Exercise goal
In the entries below, starting at the line containing "Using the image above, draw a bounding box around the tree" and ending at the line containing "[92,590,285,682]", copy each line back and increase every bounding-box coordinate by 95. Leave the request lines as they are and output only this span.

Excerpts of labeled region data:
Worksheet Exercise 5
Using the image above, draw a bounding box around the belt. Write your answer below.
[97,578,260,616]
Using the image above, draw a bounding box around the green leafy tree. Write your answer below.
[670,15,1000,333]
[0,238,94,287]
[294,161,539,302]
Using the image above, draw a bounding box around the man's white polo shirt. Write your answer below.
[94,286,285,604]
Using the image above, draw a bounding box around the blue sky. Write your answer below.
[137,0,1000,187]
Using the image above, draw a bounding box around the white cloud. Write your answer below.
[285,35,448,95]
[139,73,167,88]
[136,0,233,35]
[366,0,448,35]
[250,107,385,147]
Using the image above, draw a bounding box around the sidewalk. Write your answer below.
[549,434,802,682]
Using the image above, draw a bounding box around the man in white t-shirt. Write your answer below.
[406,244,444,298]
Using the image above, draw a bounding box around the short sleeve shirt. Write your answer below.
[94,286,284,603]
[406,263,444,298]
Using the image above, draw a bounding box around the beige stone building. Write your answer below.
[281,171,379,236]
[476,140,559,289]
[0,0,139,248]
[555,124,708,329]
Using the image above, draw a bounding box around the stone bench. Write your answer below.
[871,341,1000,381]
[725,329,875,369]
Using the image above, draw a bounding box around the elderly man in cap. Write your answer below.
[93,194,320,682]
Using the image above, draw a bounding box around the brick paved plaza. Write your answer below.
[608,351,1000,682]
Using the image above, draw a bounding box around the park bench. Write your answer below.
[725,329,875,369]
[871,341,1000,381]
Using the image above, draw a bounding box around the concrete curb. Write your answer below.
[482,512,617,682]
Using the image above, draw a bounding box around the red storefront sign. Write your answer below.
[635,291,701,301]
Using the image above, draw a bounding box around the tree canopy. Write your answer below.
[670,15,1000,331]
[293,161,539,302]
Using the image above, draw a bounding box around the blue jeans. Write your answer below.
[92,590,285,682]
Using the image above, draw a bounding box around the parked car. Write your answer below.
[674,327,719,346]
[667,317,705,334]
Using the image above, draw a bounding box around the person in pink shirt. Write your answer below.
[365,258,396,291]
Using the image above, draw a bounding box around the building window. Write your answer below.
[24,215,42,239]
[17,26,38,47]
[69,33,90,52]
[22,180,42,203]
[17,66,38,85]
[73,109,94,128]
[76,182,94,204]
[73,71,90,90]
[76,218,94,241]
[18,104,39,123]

Answer
Using the image above, draw a bounding box around the tree canopy. Write your answer below.
[765,110,1095,426]
[388,256,634,397]
Using the image above, draw a bounding box around the blue jeans. Write your answer below.
[187,685,380,777]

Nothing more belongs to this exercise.